[Rows from a pointing dataset]
────────

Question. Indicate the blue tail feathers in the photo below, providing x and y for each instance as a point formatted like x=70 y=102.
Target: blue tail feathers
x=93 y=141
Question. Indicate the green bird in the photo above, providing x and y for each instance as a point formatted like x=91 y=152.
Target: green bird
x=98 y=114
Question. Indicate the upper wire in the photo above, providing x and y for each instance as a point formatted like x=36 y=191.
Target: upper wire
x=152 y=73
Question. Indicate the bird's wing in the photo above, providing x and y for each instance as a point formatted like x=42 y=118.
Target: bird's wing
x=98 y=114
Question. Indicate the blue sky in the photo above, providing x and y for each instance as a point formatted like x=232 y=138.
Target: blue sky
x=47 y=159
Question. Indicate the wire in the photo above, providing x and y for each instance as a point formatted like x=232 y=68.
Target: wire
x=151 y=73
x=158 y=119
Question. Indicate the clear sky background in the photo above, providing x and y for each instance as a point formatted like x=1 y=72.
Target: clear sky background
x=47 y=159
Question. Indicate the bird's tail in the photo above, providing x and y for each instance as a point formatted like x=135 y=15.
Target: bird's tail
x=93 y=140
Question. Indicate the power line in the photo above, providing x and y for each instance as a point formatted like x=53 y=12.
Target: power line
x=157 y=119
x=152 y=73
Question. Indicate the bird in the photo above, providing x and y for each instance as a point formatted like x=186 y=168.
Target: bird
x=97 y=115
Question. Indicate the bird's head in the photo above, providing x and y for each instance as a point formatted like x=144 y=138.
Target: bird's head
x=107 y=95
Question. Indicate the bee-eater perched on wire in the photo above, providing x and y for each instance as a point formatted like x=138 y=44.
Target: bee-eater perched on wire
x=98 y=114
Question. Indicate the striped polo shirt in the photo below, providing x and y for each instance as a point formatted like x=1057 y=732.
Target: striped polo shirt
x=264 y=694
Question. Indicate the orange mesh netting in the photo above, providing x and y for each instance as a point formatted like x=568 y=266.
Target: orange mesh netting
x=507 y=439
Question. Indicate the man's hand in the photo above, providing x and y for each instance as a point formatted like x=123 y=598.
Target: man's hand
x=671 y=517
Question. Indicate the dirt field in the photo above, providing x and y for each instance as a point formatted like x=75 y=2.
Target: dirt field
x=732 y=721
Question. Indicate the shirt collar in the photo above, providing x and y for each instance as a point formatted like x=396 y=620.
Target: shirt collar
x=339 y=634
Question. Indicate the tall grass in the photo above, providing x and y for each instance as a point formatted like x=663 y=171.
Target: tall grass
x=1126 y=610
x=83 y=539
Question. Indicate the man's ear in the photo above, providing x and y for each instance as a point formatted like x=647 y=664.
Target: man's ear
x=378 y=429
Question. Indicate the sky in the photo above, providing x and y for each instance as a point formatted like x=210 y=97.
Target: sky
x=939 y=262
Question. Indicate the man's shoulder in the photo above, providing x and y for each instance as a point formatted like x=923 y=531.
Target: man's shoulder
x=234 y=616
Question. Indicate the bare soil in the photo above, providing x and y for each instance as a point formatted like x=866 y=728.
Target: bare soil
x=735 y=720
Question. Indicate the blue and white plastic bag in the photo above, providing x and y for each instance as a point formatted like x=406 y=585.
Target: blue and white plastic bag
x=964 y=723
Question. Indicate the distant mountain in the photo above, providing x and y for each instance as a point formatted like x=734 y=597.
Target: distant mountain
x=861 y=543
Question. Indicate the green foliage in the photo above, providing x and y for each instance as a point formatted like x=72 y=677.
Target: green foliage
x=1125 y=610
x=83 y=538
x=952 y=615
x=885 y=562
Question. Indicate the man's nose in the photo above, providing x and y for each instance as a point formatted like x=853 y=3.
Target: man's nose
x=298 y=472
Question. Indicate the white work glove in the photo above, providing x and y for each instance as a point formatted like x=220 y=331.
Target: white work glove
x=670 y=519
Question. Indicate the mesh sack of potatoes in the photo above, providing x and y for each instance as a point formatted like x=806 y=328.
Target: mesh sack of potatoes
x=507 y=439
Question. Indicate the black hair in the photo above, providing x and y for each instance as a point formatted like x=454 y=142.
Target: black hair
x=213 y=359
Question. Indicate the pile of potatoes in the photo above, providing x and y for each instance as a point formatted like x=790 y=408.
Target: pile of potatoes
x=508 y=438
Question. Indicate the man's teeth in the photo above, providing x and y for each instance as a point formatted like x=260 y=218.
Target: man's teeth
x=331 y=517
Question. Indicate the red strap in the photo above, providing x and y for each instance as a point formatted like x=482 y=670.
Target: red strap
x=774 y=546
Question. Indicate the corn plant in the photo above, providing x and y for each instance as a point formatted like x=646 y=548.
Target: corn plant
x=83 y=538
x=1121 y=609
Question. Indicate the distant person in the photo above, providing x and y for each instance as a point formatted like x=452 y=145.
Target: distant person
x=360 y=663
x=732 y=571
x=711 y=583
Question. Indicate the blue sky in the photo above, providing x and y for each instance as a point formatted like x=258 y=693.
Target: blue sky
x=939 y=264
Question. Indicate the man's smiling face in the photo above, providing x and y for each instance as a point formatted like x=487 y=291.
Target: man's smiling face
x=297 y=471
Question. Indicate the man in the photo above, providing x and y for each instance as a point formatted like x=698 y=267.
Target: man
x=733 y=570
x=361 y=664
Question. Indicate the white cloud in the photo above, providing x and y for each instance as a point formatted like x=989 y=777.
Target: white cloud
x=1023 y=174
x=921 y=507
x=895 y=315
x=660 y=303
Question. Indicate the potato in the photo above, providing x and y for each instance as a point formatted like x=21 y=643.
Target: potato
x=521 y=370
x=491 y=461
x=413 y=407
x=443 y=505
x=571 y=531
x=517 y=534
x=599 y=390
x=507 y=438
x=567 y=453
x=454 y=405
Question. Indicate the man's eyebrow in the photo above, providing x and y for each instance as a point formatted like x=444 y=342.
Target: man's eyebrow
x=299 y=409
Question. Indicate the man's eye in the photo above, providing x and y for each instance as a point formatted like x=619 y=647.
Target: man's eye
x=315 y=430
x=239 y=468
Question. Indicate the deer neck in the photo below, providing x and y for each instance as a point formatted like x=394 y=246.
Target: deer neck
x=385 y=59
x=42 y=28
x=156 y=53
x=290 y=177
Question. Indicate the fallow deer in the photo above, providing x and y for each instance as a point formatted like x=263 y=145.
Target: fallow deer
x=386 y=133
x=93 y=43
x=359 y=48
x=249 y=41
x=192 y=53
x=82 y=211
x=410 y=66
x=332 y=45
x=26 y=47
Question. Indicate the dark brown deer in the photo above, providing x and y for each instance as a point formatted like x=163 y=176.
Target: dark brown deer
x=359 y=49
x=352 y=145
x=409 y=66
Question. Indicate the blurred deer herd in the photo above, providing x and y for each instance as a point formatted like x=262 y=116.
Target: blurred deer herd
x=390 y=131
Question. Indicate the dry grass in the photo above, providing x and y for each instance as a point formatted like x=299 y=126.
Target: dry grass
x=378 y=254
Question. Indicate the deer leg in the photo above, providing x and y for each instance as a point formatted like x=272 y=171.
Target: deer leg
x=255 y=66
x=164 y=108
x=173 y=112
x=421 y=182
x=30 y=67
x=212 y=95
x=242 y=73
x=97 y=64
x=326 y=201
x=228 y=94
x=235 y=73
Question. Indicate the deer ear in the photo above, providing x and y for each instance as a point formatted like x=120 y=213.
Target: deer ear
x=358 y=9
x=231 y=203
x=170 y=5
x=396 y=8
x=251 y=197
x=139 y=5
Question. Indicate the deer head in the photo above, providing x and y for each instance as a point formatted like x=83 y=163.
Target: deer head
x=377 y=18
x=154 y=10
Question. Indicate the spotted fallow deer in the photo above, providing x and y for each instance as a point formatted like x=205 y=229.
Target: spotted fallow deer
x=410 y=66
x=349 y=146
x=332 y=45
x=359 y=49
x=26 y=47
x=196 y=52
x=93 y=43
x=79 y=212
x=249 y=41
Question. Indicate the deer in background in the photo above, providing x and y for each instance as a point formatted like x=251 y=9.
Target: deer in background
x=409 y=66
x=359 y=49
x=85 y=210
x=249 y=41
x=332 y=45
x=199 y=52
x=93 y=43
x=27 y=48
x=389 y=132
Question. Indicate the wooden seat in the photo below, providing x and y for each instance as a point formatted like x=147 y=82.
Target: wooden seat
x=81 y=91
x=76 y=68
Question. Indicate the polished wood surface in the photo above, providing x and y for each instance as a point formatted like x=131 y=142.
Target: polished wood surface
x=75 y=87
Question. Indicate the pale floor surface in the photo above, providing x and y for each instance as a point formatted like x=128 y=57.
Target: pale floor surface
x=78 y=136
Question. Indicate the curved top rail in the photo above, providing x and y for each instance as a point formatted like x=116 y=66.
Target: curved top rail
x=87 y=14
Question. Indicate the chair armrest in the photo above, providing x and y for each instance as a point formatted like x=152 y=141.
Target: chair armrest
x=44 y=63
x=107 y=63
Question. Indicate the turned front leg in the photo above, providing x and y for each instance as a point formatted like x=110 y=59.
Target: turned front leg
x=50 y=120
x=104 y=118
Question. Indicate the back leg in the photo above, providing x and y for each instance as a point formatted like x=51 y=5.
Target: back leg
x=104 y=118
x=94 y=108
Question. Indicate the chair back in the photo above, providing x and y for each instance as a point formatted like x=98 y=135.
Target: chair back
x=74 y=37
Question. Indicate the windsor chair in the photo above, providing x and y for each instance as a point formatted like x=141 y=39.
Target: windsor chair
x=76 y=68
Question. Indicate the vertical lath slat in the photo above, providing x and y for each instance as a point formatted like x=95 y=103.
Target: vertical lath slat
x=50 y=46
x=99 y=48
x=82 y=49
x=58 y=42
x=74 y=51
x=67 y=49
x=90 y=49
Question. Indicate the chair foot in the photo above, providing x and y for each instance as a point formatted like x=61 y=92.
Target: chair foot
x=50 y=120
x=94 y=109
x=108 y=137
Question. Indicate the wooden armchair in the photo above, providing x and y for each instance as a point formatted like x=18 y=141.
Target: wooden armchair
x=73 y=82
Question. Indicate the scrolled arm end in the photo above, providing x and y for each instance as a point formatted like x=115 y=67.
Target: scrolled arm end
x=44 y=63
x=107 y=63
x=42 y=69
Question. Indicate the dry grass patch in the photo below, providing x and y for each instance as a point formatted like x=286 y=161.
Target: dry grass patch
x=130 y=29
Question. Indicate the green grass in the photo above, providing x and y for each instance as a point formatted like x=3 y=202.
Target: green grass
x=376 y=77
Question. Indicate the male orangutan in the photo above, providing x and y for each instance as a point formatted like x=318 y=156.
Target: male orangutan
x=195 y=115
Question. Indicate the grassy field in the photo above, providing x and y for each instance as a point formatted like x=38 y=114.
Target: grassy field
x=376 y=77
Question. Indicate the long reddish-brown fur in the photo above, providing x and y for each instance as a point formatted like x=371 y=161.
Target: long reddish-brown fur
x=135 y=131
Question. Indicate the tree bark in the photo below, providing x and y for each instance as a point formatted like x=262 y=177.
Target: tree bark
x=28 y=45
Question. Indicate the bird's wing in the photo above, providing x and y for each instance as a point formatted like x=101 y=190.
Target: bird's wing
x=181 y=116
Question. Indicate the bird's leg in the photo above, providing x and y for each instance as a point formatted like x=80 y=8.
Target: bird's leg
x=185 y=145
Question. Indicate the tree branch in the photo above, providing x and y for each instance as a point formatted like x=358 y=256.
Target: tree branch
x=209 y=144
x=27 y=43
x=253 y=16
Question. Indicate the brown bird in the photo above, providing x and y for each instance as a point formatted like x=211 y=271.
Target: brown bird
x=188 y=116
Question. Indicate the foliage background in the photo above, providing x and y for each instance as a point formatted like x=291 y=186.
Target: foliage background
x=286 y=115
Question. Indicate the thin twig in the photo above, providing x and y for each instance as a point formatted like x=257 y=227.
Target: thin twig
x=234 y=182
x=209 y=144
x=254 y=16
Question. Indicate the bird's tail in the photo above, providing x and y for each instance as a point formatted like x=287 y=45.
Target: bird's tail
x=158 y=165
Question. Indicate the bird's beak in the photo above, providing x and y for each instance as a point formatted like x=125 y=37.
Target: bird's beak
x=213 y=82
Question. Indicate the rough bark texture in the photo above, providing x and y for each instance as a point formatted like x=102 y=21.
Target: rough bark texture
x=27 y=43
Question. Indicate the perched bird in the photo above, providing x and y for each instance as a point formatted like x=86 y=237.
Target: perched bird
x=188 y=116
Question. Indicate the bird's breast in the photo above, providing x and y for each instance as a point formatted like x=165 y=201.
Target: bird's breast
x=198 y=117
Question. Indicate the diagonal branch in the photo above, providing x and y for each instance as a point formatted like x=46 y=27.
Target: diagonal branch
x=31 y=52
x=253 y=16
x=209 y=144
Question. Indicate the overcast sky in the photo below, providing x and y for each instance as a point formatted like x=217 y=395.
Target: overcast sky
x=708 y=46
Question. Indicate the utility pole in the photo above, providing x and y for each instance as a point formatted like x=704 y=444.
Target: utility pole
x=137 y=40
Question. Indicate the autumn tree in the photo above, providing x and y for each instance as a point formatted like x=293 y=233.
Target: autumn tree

────────

Objective: Quote only the lines from the line containing "Question. Indicate the overcast" through the end of the entries, keeping the first and the last.

Answer to the problem:
Question. Indicate the overcast sky in the photo below, providing x and y for each instance as a point formatted like x=217 y=395.
Target: overcast sky
x=708 y=46
Question. Indicate the utility pole in the photo above, providing x and y for each instance as a point formatted like x=704 y=444.
Target: utility pole
x=137 y=40
Question. Indicate the autumn tree in the photo above, providing x and y for each instance as a point formatted like x=293 y=233.
Target: autumn tree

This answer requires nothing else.